* [Referring expression pointing data]
+---+

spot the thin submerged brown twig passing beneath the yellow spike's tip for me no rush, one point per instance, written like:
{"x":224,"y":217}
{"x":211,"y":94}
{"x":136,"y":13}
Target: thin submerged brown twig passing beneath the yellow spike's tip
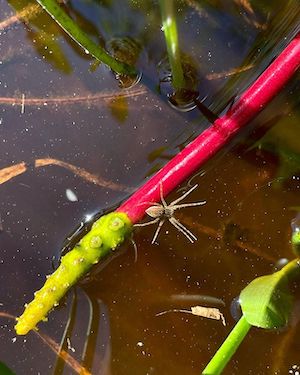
{"x":69,"y":360}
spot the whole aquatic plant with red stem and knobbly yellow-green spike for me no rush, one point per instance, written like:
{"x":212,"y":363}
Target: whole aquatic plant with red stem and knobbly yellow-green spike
{"x":110,"y":230}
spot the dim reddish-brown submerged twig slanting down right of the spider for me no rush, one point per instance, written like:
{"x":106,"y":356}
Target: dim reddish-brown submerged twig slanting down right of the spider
{"x":219,"y":235}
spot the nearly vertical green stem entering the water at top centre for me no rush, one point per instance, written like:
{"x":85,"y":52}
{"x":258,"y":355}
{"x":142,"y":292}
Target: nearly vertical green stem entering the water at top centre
{"x":170,"y":30}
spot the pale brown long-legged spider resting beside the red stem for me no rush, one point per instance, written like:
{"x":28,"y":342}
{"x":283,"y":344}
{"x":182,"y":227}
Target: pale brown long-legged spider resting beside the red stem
{"x":163,"y":212}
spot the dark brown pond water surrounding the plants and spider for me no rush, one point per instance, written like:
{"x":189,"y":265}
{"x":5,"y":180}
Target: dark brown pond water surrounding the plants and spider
{"x":72,"y":143}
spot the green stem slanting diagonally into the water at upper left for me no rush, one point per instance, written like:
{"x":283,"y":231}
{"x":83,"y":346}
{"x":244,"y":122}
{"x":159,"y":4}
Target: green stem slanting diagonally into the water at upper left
{"x":75,"y":32}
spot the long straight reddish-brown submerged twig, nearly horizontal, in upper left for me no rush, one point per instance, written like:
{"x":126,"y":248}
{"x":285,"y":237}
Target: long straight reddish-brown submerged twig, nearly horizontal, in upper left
{"x":89,"y":99}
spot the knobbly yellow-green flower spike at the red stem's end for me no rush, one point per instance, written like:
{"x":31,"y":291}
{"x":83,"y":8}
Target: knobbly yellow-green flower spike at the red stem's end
{"x":106,"y":234}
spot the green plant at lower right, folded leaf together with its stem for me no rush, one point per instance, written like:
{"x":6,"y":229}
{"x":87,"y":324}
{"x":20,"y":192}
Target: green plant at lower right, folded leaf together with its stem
{"x":266,"y":303}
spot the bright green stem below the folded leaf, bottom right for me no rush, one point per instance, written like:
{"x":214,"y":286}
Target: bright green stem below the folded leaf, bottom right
{"x":228,"y":348}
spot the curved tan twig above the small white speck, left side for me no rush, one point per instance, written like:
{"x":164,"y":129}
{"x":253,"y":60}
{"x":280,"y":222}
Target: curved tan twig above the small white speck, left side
{"x":8,"y":173}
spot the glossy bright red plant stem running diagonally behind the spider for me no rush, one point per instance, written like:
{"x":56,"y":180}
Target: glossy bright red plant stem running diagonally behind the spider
{"x":210,"y":141}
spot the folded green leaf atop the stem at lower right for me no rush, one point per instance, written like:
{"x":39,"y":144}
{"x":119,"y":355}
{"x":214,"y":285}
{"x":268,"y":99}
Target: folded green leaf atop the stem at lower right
{"x":267,"y":301}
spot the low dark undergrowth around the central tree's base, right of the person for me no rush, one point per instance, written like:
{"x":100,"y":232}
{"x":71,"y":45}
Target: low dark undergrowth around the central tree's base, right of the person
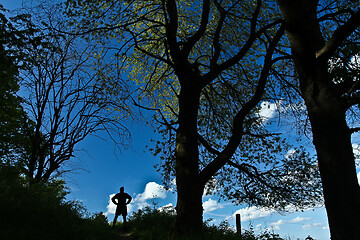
{"x":154,"y":224}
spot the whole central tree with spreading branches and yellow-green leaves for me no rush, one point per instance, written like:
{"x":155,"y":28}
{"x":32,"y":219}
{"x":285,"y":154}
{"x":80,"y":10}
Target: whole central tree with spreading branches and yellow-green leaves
{"x":204,"y":67}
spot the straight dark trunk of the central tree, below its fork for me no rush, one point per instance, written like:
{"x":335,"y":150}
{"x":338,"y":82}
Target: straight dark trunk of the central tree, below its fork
{"x":189,"y":189}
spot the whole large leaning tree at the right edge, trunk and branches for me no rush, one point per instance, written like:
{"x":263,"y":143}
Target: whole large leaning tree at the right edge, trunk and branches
{"x":324,"y":40}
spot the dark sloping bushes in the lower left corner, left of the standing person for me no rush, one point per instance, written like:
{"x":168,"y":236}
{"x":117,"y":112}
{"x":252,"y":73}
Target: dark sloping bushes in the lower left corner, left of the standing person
{"x":40,"y":211}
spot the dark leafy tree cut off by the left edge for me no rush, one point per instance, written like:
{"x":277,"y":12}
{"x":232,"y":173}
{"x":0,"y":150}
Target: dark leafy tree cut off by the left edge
{"x":14,"y":38}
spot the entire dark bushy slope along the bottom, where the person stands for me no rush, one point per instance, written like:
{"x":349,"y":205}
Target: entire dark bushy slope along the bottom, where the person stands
{"x":41,"y":212}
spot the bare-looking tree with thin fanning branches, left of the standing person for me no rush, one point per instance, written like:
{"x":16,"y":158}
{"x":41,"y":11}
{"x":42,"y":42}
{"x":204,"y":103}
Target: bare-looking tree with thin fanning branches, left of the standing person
{"x":65,"y":98}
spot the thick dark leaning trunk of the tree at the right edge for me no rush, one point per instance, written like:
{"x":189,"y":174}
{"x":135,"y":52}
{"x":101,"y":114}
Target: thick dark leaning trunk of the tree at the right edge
{"x":327,"y":114}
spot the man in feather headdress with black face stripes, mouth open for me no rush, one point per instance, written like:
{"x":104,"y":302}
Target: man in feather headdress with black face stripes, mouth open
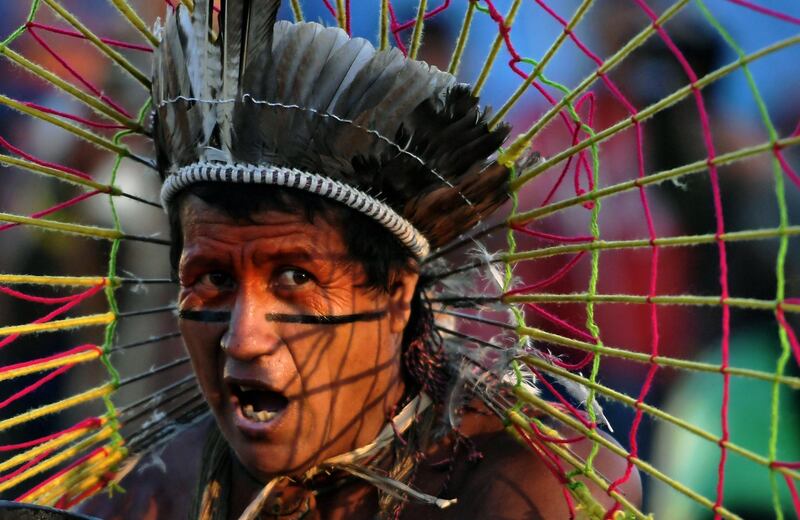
{"x":307,"y":176}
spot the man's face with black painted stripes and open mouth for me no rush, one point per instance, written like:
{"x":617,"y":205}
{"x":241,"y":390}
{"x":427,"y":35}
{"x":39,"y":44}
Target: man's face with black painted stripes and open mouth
{"x":296,"y":358}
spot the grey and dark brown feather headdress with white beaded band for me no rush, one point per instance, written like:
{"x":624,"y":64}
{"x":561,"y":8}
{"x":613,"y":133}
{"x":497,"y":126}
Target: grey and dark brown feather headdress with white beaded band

+---+

Copy out the lines of the records above in which the string "grey" appears.

* [Response to this task]
spot the grey and dark brown feather headdress with white beaded band for me no rush, one point per instance, written like:
Target: grey and dark brown feather headdress with white beaded band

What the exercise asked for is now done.